* **Textabschnitt**:
Jason DeVito, CFA
Mohammed Elmi, CFA
Obwohl die Spreads von Staats- und Unternehmensanleihen so eng sind wie seit vielen Jahren nicht, bleiben wir für Schuldtitel aus Schwellenmärkten zu Beginn des Jahres 2025 optimistisch. Die engen Bewertungen sind unserer Ansicht nach weitgehend gerechtfertigt, wenn man berücksichtigt, wie die Anlageklasse den rasanten Inflationsanstieg durch Corona und die daraus resultierende längere Phase weltweit straffer Geldpolitik mit minimalen Ausfällen erfolgreich bewältigt hat. Im Hinblick auf Schulden und Haushaltszahlen sowie aus externer Perspektive haben verschiedene Schwellenländer und Frontier-Märkte in den letzten 12 Monaten erhebliche Verbesserungen erreicht. Laut Bank of America Merrill Lynch waren fast drei Viertel (73 %) der neuen Ratings der Schwellenländer in diesem Jahr besser als die Bewertungen zuvor – im Jahr 2020 gab es demgegenüber fast nur Herabstufungen (93 %).
Das externe makroökonomische Umfeld dürfte im Jahr 2025 auch für Schuldtitel aus Schwellenländern günstig sein: Die Abkühlung des globalen Wachstums und der Inflationsrückgang in Verbindung mit der anhaltenden Lockerung der Geldpolitik durch die US-Notenbank und andere wichtige Zentralbanken werden die attraktiven Renditen von Papieren aus Schwellenländern stützen.

* **Erfasste Daten**:
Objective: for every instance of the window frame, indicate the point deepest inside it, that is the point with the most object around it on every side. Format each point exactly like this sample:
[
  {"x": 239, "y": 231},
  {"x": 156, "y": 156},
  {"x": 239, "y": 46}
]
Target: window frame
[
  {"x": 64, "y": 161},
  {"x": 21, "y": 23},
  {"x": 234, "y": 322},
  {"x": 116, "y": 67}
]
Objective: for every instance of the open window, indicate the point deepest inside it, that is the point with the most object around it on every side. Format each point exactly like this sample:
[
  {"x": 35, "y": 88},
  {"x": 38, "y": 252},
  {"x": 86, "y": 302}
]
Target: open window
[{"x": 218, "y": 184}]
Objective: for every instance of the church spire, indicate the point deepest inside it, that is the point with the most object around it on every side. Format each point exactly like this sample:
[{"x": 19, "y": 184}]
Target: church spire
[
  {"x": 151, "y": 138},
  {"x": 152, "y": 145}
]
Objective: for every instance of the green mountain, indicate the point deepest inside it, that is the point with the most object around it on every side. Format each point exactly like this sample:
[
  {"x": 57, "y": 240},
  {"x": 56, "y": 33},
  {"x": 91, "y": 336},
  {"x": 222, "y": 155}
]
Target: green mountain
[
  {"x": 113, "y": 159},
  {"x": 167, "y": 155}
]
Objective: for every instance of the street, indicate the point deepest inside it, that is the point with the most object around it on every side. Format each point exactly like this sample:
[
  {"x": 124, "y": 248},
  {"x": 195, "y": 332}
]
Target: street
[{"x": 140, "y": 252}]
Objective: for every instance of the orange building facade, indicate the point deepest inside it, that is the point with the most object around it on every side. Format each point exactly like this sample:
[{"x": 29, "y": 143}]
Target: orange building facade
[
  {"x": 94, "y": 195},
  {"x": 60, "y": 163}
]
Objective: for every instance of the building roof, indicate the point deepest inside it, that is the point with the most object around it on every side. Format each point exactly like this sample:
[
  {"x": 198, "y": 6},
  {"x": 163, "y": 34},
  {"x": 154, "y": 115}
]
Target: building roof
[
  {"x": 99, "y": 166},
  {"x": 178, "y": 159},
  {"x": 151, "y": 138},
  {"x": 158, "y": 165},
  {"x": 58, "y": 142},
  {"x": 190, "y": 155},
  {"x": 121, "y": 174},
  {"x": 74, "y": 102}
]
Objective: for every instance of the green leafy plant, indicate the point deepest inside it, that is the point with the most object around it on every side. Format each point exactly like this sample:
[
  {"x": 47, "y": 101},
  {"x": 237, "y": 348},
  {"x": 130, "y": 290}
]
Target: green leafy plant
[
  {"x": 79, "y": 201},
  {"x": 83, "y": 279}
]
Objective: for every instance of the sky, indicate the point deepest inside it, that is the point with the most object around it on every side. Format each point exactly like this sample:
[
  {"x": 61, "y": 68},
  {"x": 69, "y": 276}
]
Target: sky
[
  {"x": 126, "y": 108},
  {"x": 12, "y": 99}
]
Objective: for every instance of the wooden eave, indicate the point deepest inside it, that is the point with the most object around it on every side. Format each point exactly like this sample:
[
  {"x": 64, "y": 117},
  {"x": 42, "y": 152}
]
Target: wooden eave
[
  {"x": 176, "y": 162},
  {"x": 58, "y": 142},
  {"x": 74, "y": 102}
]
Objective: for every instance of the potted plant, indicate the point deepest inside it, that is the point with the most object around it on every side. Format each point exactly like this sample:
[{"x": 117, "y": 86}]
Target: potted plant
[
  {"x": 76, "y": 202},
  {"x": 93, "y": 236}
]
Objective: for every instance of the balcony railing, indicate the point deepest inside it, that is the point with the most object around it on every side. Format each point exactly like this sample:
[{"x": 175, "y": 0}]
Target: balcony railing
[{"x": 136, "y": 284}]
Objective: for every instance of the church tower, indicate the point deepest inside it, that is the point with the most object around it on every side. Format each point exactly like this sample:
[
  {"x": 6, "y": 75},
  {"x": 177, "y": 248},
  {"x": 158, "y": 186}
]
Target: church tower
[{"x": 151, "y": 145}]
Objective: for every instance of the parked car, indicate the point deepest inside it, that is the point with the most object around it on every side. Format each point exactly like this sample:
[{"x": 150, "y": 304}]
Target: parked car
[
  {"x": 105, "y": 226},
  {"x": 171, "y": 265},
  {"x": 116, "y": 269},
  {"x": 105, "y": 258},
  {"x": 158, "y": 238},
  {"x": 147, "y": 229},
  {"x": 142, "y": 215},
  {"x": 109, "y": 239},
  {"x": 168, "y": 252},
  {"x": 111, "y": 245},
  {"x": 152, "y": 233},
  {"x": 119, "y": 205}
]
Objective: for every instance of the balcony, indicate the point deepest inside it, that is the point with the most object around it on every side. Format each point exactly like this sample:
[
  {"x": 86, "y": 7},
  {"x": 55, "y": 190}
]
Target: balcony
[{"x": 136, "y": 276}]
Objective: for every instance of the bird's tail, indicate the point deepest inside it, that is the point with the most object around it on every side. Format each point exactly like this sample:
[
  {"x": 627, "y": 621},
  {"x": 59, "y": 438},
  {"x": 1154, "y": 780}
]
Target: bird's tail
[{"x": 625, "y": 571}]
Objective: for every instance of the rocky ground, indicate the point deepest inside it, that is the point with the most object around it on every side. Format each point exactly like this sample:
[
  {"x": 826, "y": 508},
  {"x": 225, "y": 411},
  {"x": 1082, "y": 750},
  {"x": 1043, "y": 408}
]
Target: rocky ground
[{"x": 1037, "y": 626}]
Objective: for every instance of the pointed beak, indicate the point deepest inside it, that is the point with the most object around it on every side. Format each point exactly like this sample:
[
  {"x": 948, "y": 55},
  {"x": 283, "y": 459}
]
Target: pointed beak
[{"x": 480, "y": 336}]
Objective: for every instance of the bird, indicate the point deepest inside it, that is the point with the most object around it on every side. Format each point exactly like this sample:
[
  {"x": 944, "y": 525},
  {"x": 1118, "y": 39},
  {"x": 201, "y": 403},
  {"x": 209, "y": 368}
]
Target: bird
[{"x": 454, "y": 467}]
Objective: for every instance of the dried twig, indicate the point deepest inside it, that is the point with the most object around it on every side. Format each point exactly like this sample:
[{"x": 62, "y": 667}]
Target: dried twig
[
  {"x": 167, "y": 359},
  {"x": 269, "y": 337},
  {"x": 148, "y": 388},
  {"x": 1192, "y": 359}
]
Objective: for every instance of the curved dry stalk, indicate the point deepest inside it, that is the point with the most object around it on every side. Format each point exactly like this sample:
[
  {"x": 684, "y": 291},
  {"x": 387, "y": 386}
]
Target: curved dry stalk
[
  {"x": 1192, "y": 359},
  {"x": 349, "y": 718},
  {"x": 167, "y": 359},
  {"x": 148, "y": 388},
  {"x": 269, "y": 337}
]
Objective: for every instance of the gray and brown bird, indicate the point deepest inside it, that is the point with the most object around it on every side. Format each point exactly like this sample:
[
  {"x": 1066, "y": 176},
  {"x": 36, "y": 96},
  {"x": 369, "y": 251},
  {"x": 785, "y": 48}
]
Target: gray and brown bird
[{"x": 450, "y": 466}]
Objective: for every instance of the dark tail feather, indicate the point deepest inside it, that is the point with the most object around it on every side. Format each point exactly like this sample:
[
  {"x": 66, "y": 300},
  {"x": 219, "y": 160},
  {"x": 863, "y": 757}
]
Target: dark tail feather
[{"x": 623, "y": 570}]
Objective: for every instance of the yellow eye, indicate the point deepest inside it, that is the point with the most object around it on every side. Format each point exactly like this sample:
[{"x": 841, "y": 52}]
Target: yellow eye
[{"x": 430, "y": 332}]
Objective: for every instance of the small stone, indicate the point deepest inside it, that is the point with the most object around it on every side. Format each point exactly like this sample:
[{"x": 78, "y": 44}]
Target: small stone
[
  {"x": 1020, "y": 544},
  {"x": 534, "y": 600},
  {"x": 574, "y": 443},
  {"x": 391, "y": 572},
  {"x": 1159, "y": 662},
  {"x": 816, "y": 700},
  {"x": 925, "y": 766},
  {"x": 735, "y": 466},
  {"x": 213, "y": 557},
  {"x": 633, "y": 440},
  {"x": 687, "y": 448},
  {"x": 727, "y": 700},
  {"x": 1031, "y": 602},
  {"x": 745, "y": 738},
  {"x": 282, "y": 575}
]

* **Zu bearbeitende Aufgaben**:
A) Übersetze diesen Satz aus dem Text über Schuldtitel aus Schwellenländern ins Englische: „Im Hinblick auf Schulden und Haushaltszahlen sowie aus externer Perspektive haben verschiedene Schwellenländer und Frontier-Märkte in den letzten 12 Monaten erhebliche Verbesserungen erreicht.“
B) Führe den Text über Schuldtitel aus Schwellenländern nach seinem letzten Satz weiter.

* **Ergebnisse der Übung**:
A) In terms of debt and fiscal figures, as well as from an external perspective, various emerging and frontier markets have achieved significant improvements over the last 12 months.

B)
Trotz der erhöhten geopolitischen Risiken, der unberechenbaren neuen US-Regierung und des schwachen Wachstums in China glauben wir, dass sich Frontier-Märkte und die wichtigsten Schwellenländer 2025 überdurchschnittlich entwickeln werden. Bei den Frontier-Märkten sehen wir weiterhin afrikanische Schuldtitel aus der Subsahara positiv, z. B. solche aus der Elfenbeinküste und Kenia. Aufgrund sich verbessernder Kreditprofile und attraktiver Bewertungen bieten sie Anlegern auch Diversifizierungsvorteile gegenüber potenziellen makroökonomischen Negativentwicklungen.
Auch aus Lateinamerika gibt es Bemerkenswertes zu berichten. In Argentinien erregen das deutliche Nachlassen der Inflation und ein wieder wachsendes BIP die Aufmerksamkeit externer Anleger. Dies geschieht vor dem Hintergrund von politischen Maßnahmen und Verbesserungen der regulatorischen Rahmenbedingungen in Argentinien. El Salvador hat sich gut am Markt positioniert und könnte davon profitieren, dass Trump höhere Investitionen in diejenigen Länder der westlichen Hemisphäre anstrebt, die besonders strikt gegen Drogenkriminalität vorgehen. Darüber hinaus lässt sich generell sagen, dass rohstoffexportierende Länder von jeglichen Impulsen für das US-Wirtschaftswachstum profitieren – und viele dieser Länder befinden sich in Lateinamerika.
Nachu Chockalingam, CFA
Mitch Reznick, CFA
Wir sehen im Jahr 2025 drei Schlüsselthemen auf den europäischen Rentenmärkten: 1) moderates Wirtschaftswachstum 2) niedrigere Inflation und 3) rückläufige Zinsen. Obwohl diese Themen Anleihen zwar grundsätzlich stützen, bestimmt die Art und Weise, wie sie miteinander – und mit einigen „bekannten Unwägbarkeiten“ – interagieren, die Entwicklung der Rentenmärkte im nächsten Jahr.
Südeuropa scheint auf einer relativ soliden Grundlage zu stehen, aber die strukturelle Abhängigkeit von in Bedrängnis geratenen traditionellen Industrien und die Exponiertheit gegenüber China erzeugen Gegenwind für Deutschland und Frankreich. Angesichts der wahrscheinlichen Anpassung der „Schuldenbremse“ in Deutschland und der erwarteten Erhöhung der Verteidigungsausgaben in Europa rechnen wir zudem mit einer Ausweitung der Defizite.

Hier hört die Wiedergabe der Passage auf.